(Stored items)
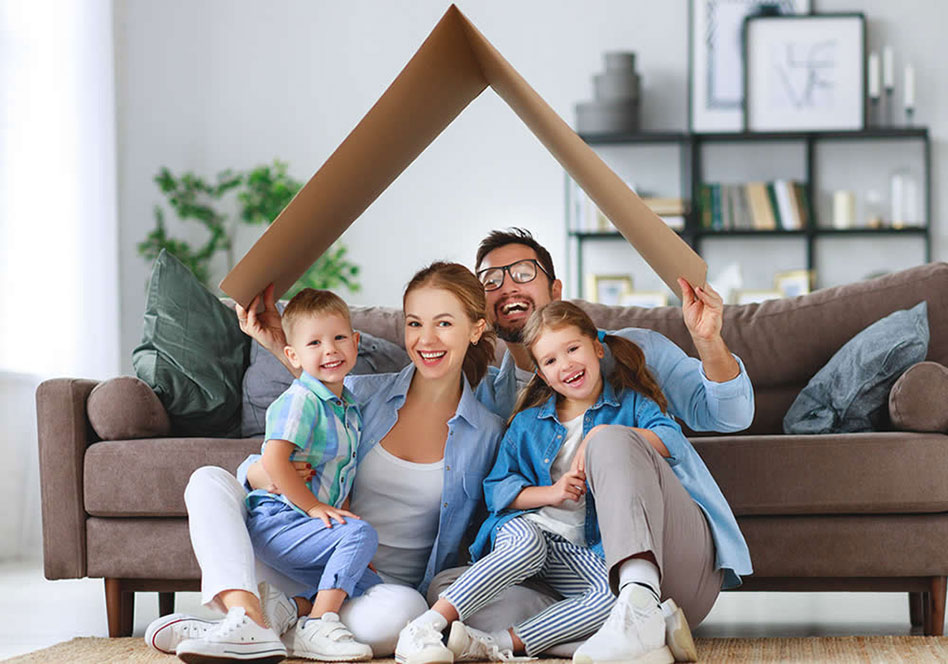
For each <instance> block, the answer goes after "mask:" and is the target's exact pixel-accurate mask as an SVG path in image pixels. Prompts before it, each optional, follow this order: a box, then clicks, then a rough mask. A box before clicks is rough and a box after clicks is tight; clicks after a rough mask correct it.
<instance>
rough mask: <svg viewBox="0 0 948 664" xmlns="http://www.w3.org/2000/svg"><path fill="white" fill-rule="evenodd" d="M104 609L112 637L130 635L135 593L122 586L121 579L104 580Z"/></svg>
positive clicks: (127, 635)
mask: <svg viewBox="0 0 948 664" xmlns="http://www.w3.org/2000/svg"><path fill="white" fill-rule="evenodd" d="M105 611H106V614H107V617H108V621H109V636H110V637H112V638H115V637H119V636H131V635H132V621H133V618H134V614H135V593H133V592H128V591H127V590H125V589H124V588H123V587H122V580H121V579H106V580H105Z"/></svg>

=== Exercise instructions ===
Please write out the lines above again exactly as they appear, leaving out the pictures.

=== Task response ===
For each <instance> block, the answer goes after "mask:" and is the target's exact pixel-accurate mask as an SVG path in image pixels. Prompts before it, each optional, follow this order: a box, then clicks, then a rough mask. A box before clicks is rough and a box after clicks is tight; clicks after a rough mask correct it.
<instance>
rough mask: <svg viewBox="0 0 948 664" xmlns="http://www.w3.org/2000/svg"><path fill="white" fill-rule="evenodd" d="M104 609L112 637L130 635L135 593L122 586L121 579L104 580Z"/></svg>
positive clicks: (127, 635)
mask: <svg viewBox="0 0 948 664" xmlns="http://www.w3.org/2000/svg"><path fill="white" fill-rule="evenodd" d="M105 611H106V614H107V617H108V621H109V636H110V637H112V638H115V637H119V636H131V635H132V621H133V618H134V614H135V593H133V592H128V591H127V590H125V589H124V588H123V587H122V580H121V579H106V580H105Z"/></svg>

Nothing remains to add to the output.